[Stated task]: Retype all of the entries word for word.
** START OF Data for this task **
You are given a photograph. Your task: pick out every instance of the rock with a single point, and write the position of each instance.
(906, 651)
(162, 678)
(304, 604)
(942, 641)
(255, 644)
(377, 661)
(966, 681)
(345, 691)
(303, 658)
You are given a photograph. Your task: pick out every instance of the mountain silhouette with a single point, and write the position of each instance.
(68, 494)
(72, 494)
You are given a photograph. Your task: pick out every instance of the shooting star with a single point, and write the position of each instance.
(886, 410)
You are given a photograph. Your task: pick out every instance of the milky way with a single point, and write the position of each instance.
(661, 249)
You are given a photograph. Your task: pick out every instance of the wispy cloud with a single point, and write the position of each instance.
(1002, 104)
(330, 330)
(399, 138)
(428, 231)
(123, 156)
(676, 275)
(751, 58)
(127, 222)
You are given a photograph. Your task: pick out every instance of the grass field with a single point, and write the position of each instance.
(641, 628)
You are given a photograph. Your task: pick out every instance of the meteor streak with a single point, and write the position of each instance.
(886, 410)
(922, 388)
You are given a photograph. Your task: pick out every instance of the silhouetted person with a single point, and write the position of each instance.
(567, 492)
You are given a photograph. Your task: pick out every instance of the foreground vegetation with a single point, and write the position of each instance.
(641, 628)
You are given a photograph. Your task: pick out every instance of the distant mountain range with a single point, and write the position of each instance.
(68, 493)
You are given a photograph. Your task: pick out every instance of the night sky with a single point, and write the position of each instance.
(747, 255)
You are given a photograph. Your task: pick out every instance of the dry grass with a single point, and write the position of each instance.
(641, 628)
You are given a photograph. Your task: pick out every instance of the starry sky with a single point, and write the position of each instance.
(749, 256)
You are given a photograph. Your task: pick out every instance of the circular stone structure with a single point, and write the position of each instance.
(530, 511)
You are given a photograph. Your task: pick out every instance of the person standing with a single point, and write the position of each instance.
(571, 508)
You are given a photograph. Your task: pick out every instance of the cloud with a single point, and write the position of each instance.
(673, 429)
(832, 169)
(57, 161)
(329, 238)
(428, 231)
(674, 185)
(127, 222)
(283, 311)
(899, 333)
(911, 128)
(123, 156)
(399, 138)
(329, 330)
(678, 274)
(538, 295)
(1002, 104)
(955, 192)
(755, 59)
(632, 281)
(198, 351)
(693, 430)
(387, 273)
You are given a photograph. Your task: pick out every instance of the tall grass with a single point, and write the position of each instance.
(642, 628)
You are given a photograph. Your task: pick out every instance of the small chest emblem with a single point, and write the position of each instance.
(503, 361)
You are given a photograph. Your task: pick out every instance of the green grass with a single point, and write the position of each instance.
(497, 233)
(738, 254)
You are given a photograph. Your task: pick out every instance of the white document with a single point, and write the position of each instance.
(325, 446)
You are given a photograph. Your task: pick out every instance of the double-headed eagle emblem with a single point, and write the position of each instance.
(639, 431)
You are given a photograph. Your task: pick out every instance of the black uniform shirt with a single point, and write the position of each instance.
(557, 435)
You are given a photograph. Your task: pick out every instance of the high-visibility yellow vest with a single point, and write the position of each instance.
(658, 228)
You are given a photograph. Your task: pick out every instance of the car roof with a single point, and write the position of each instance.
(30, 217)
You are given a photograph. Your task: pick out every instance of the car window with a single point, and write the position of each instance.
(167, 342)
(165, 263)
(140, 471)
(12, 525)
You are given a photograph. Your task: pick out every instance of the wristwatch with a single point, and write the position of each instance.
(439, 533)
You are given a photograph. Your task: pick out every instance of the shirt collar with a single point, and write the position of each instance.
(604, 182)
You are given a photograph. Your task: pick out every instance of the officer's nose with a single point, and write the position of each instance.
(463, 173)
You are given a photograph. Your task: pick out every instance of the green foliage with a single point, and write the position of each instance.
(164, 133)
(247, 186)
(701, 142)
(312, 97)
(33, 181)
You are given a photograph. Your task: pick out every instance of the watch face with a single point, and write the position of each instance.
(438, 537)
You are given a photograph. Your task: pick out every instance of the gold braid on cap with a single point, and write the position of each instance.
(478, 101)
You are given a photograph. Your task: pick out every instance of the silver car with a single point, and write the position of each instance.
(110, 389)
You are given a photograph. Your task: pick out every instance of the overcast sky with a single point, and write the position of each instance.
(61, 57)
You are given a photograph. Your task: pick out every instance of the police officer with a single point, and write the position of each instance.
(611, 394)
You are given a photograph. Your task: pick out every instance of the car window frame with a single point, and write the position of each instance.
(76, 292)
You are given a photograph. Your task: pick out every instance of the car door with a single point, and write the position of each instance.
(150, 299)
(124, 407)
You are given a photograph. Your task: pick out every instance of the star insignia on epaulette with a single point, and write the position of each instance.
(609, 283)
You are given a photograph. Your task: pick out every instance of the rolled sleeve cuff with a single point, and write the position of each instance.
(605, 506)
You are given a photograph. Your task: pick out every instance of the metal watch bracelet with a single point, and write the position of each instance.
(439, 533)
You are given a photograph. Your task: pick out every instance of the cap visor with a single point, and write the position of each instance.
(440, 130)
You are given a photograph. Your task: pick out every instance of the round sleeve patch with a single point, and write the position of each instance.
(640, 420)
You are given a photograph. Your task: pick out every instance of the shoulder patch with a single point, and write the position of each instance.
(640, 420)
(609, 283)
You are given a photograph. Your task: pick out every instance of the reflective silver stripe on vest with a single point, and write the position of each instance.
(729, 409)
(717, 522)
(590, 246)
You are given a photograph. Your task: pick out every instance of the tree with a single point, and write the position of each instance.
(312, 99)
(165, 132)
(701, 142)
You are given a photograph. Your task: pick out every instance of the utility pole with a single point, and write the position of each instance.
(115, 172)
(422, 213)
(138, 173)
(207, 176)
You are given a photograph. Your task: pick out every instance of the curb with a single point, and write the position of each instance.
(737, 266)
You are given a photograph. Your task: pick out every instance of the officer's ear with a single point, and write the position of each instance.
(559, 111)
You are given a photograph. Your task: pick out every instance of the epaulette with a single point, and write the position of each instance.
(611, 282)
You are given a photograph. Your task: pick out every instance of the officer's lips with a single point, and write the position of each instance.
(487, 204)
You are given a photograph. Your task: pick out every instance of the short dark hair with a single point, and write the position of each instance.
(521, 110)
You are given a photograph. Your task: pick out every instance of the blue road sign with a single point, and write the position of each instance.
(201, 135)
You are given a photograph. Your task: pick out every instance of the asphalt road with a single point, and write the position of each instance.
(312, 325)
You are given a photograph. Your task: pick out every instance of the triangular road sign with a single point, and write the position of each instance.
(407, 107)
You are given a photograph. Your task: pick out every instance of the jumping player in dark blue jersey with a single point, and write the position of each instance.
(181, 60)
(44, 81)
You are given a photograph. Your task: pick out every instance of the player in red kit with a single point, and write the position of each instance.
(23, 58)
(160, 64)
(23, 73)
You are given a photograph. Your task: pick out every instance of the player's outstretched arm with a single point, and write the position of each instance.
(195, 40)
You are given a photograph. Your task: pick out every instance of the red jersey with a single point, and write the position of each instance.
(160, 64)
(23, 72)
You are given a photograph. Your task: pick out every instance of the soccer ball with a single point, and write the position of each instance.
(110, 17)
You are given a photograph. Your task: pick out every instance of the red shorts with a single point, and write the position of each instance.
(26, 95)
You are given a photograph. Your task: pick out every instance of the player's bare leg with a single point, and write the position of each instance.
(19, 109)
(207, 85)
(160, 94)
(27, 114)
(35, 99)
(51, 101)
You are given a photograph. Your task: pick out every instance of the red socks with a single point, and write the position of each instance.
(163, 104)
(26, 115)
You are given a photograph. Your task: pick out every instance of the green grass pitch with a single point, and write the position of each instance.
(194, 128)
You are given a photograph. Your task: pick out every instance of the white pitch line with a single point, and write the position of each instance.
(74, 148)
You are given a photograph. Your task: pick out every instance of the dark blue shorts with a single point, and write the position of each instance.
** END OF Data for this task **
[Task answer]:
You are given a photograph. Your task: pick out every instance of the rock with a single point, and write the position of each instance.
(906, 651)
(162, 678)
(304, 604)
(942, 641)
(255, 644)
(377, 661)
(966, 681)
(345, 691)
(303, 658)
You are given a photograph. Your task: pick out every instance of the mountain silhouette with a single point, and write the position of each instance.
(68, 494)
(72, 494)
You are given a photograph. Your task: pick out every instance of the shooting star with a single point, and write the position of each instance.
(886, 410)
You are given a photograph. Your task: pick out every instance of the milky way with a single point, and write the position of each instance.
(661, 249)
You are given a photograph. Your task: pick out every instance of the wispy cloud with a single point, and write the position of each instance.
(1002, 104)
(330, 330)
(399, 138)
(428, 231)
(123, 156)
(676, 275)
(751, 58)
(127, 222)
You are given a photograph. Your task: pick out every instance of the grass field with a single point, and write the position of each instance.
(641, 628)
You are given a photograph. Your task: pick out every instance of the meteor streak with a single point, and write the position of each instance.
(886, 410)
(922, 388)
You are given a photograph. Your task: pick out every instance of the silhouetted person with a single point, and write the position of each instance.
(567, 492)
You are given a photograph. Your task: pick out every instance of the foreground vegetation with a single point, and write the position of each instance.
(641, 628)
You are given a photograph. Your task: pick out every instance of the distant mountain range with a single point, and write the position of each instance.
(68, 493)
You are given a photograph. Your task: pick out every instance of the night sky with a single point, and write the position of each instance.
(747, 255)
You are given a photograph. Your task: pick out every instance of the dry grass with a single point, and write the position of each instance.
(641, 628)
You are given a photograph. Your task: pick out every instance of the starry sky with a single point, and write the position of each instance.
(749, 256)
You are given a photograph. Your task: pick out every instance of the circular stone structure with a single point, and write the position of each instance.
(530, 511)
You are given a photograph. Your task: pick out every instance of the person standing with a single point, and write the position of each instance.
(571, 508)
You are given a photograph. Your task: pick out every instance of the cloud with a single point, and write the position of each instance.
(673, 429)
(832, 169)
(57, 161)
(329, 238)
(428, 231)
(674, 185)
(127, 222)
(283, 311)
(899, 333)
(911, 128)
(123, 156)
(399, 138)
(329, 330)
(678, 274)
(538, 295)
(1002, 104)
(955, 192)
(755, 59)
(632, 281)
(198, 351)
(693, 430)
(387, 273)
You are given a photograph. Your task: pick out every instance of the tall grass with a single point, and write the position of each instance.
(642, 628)
You are given a photograph. Your task: pick out every instance of the small chest emblem with a single point, and write the position of each instance.
(503, 361)
You are given a photograph. Your task: pick out every instance of the green grass with a single point, and write the position of each instance.
(497, 233)
(738, 254)
You are given a photograph. Your task: pick out every instance of the white document with a single point, and write the position of each instance.
(325, 446)
You are given a photograph. Your task: pick out every instance of the double-headed eagle emblem with a single point, and write the position of each instance.
(639, 431)
You are given a photograph. Your task: pick out every instance of the black uniform shirt with a single point, and write the position of each instance.
(557, 435)
You are given a photograph. Your task: pick out every instance of the high-visibility yellow vest with a single point, and write the position of each instance.
(658, 228)
You are given a photograph. Your task: pick out every instance of the car roof with a single point, and write the position of each instance.
(30, 217)
You are given a photograph. Your task: pick out every instance of the car window with a single point, and write the position of each instance.
(167, 342)
(165, 263)
(140, 471)
(12, 525)
You are given a photograph. Your task: pick out every instance of the wristwatch with a single point, and write the position of each instance.
(439, 533)
You are given a photograph. Your task: pick out every instance of the shirt collar with a single point, and write the position of each instance.
(604, 182)
You are given a photograph. Your task: pick out every instance of the officer's nose with a single point, and write the position of each instance.
(463, 173)
You are given a photograph. Your task: pick out every instance of the green foliage with a single point, and write the position of each instance.
(164, 133)
(247, 186)
(701, 142)
(312, 97)
(33, 181)
You are given a photograph. Your task: pick out every instance of the watch face with a single point, and write the position of each instance.
(438, 537)
You are given a photograph. Your task: pick out every instance of the gold braid on cap with a single point, and write the position of each instance.
(478, 101)
You are given a photograph. Your task: pick out every instance of the silver car with a single point, and write the position of each instance.
(110, 389)
You are given a photograph. Your task: pick out every instance of the overcast sky with a single point, and write the position of each instance.
(61, 57)
You are given a photograph. Your task: pick out every instance of the police officer with a single point, and write the position of each instance.
(611, 394)
You are given a photograph. Your task: pick out every instance of the car window frame with a single point, and write the position of each instance.
(76, 292)
You are given a photograph. Your task: pick out every instance of the car door with a single point, and write the position of each instance.
(150, 299)
(124, 407)
You are given a photograph. Your task: pick out every instance of the star insignia on epaulette with a single point, and write the position of each instance.
(609, 283)
You are given a photograph. Your task: pick out every instance of the rolled sleeve cuff with a single point, and write the position of each instance.
(605, 506)
You are given a photograph. Your task: pick out every instance of the metal watch bracelet with a single point, and write the position of each instance.
(439, 533)
You are given a photograph. Your task: pick out every instance of the cap visor with a single point, and write the position of each instance.
(440, 130)
You are given a photograph. Your task: pick out every instance of the round sleeve patch with a single point, and write the position of each instance.
(640, 420)
You are given a photograph. Your task: pick out every instance of the shoulder patch with a single point, and write the position of each instance.
(640, 420)
(609, 283)
You are given a photograph. Your task: pick out every instance of the reflective silver stripe on vest with a single point, and write the position of each instance.
(729, 409)
(717, 522)
(590, 246)
You are given a photograph. Your task: pick out every instance of the tree with a single point, and write the position of each instance.
(312, 99)
(165, 132)
(701, 142)
You are given a photograph. Your task: pick out every instance of the utility pole with a single point, and write the position of each instance.
(115, 172)
(422, 213)
(138, 173)
(207, 176)
You are given a photograph. Your task: pick out every instance of the curb with a single point, and write the position of each instance.
(737, 266)
You are given a photograph. Your task: pick out every instance of the officer's ear with a single point, and write the position of each instance.
(559, 111)
You are given a photograph. Your task: pick out every instance of the epaulette with a single point, and write the position of each instance.
(611, 282)
You are given a photograph. Your task: pick out every instance of the officer's lips with a single point, and write the position of each instance.
(487, 204)
You are given a photograph. Your task: pick out every instance of the short dark hair with a single point, and write the position of each instance.
(521, 110)
You are given a photograph. Your task: pick out every instance of the blue road sign with a single point, and write the position of each instance.
(201, 135)
You are given a photograph. Your task: pick out every instance of the asphalt road with a single point, and write the position of each instance.
(312, 325)
You are given a photograph. Your task: pick out every instance of the triangular road sign with a single point, and write the position of each instance.
(407, 107)
You are given a photograph. Your task: pick out every instance of the jumping player in dark blue jersey with a single point, and write the position of each instance.
(181, 60)
(44, 81)
You are given a photograph. Your task: pick out every instance of the player in red kit with a single point, and write the position of each instance.
(23, 58)
(160, 64)
(23, 73)
You are given a photograph. Your task: pick out every instance of the player's outstretched arm with a single point, and write the position of each instance.
(195, 40)
You are given a photograph. Your task: pick out every instance of the red jersey with a single point, and write the position of each instance.
(160, 64)
(23, 72)
You are given a photograph. Your task: pick out every instance of the soccer ball with a single point, and write the position of each instance.
(110, 17)
You are given a photograph. Your task: pick out every instance of the red shorts with a single point, and write the position of each instance.
(26, 95)
You are given a photograph. Your task: pick out every instance of the player's bare leg with a single point, and write the position of each instance.
(19, 109)
(207, 85)
(160, 94)
(27, 114)
(35, 99)
(51, 101)
You are given a photograph. Your task: pick out every instance of the red socks with a single point, and write the position of each instance.
(163, 104)
(26, 115)
You are given a photograph. Your task: pick out every instance of the green grass pitch with a single point, and write the position of each instance.
(194, 128)
You are given a photograph. Your task: pick out every instance of the white pitch line with a single point, and write the position of each instance.
(74, 148)
You are given a photograph. Your task: pick out every instance of the dark blue shorts with a single point, and write the position of each instance.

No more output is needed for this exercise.